• EXERCISE TASK: Repeat exactly, and only, the lines from the one holding "Expected output: one marker per instance of the tree" through the last line of the records below.

++++ RECORDS SUPPLIED ++++

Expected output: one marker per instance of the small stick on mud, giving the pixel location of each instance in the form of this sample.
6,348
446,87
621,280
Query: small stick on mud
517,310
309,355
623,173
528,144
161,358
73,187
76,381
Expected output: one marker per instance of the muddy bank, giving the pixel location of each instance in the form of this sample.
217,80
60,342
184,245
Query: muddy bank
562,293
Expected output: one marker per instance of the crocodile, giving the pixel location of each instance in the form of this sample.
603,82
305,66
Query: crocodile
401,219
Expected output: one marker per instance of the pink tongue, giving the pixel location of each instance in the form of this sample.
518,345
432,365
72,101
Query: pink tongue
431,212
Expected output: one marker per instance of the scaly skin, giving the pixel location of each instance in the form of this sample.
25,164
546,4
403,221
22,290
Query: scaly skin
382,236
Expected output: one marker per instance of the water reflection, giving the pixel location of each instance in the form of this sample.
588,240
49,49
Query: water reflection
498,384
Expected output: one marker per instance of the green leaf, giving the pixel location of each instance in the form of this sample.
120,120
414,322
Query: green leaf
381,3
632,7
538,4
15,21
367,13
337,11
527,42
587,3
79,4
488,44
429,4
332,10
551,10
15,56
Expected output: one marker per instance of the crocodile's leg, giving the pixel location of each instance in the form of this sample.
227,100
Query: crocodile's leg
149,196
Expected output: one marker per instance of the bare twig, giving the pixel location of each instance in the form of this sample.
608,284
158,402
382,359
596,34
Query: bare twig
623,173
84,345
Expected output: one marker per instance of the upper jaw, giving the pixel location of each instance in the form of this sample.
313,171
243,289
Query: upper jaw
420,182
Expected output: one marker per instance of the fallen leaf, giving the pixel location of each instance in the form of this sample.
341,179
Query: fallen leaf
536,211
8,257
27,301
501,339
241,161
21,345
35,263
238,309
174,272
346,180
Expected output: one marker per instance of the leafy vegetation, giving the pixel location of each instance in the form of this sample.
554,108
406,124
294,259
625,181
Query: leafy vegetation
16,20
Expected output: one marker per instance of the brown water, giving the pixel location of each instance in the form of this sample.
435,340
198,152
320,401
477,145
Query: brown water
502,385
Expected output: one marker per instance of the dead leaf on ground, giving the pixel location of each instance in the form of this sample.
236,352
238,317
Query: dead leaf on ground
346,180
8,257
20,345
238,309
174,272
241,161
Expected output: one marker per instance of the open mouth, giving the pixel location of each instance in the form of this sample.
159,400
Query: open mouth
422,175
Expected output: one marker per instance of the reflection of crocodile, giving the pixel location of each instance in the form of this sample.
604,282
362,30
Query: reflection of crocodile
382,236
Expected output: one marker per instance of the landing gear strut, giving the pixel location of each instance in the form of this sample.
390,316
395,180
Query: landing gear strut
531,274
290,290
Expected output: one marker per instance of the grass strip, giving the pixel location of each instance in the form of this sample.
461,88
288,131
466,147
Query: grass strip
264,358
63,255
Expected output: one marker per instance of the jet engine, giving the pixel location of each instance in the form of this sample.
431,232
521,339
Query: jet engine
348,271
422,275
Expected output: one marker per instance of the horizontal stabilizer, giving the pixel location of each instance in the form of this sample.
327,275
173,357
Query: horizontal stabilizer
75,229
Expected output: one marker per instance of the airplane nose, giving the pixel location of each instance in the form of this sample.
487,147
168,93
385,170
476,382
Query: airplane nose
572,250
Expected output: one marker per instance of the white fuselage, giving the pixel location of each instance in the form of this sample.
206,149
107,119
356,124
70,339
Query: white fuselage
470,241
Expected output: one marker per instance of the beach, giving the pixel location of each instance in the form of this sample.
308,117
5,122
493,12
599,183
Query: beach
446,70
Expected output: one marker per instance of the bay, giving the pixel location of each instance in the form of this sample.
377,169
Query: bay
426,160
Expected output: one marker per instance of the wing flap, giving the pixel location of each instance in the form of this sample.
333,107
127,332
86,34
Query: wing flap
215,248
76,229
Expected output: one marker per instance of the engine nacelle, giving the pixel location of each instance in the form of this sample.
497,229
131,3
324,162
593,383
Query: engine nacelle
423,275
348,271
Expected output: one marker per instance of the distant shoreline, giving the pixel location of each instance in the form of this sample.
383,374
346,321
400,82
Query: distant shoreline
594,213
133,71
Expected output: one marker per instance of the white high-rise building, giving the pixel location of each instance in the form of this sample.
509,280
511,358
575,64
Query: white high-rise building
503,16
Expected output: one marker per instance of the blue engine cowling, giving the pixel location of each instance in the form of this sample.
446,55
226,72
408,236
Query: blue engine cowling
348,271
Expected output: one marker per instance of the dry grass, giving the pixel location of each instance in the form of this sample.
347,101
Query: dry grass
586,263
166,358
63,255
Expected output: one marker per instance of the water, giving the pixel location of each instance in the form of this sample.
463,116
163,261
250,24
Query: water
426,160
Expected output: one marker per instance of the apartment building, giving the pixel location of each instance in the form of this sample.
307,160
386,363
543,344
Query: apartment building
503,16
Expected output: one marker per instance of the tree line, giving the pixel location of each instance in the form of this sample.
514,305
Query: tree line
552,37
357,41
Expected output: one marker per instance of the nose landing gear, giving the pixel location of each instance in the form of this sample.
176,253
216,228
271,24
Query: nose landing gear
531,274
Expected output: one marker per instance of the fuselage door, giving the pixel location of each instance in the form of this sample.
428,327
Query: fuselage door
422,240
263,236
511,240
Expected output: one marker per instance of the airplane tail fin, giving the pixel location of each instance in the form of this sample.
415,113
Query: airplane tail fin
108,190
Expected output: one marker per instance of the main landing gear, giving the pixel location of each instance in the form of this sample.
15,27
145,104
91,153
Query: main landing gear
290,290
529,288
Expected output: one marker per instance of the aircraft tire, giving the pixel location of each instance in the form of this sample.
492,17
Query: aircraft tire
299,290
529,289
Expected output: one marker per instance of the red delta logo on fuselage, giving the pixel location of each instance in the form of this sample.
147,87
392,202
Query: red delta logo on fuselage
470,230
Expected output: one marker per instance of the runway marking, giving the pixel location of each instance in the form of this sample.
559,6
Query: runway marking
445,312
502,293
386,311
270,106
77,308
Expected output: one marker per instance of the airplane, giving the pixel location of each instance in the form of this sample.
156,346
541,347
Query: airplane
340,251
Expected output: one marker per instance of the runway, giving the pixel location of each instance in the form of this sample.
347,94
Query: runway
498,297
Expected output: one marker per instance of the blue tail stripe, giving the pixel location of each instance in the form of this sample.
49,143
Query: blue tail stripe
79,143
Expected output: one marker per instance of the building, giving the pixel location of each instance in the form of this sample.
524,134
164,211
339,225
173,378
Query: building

++++

• RESULT OF THE EXERCISE:
Expected output: one marker per instance of the tree line, giving the pixel location of each instance in the form of this sample.
514,305
Query: tree line
552,37
357,41
Expected output: one marker per instance of the nose landing gear, giving the pixel location of each instance in the form of this sample.
176,253
216,228
271,24
Query: nose landing gear
531,274
Expected output: one marker per instance of the fuselage door, giving the pixel location of each instance in the form of this sample.
428,327
Query: fuselage door
422,240
263,236
511,240
Expected output: one marker per instance of the airplane tail fin, giving the pixel location of each instance in the form of this sample.
415,113
Query: airplane tail fin
108,190
Expected output: one marker per instance of the main landing gear, giving the pixel location of each instance in the form of this sample.
15,27
145,104
91,153
Query: main landing gear
290,290
529,288
Expected output: one marker per instance of the aircraft tire, giving the pixel location of each instance in the form of this sample.
492,17
Query: aircraft tire
299,290
529,289
Expected output: one marker per instance of the red delta logo on fuselage, giving the pixel location of each instance in the form of this sample.
147,87
392,202
Query: red delta logo on fuselage
470,230
Expected output: one marker per instance of the runway marking, giving the pixel location of each instance in the form of this sample.
559,6
Query: runway marking
445,312
502,293
386,311
270,106
77,308
Expected output: one marker per instance of the airplane, giving the pixel location of each instance in the form of this sample.
156,346
541,347
Query: airplane
340,251
Expected output: one marker per instance of the runway, giving the pixel location of each instance in the form of this sample.
347,94
Query: runway
498,297
Expected output: one marker per instance of the blue tail stripe, giving the pixel location of each instance in the form of this sample.
49,143
Query: blue tail stripe
79,143
Expected output: one marker per instance of the building, giving the pixel location of each instance in the form of this sample.
524,134
164,211
339,225
173,378
Query: building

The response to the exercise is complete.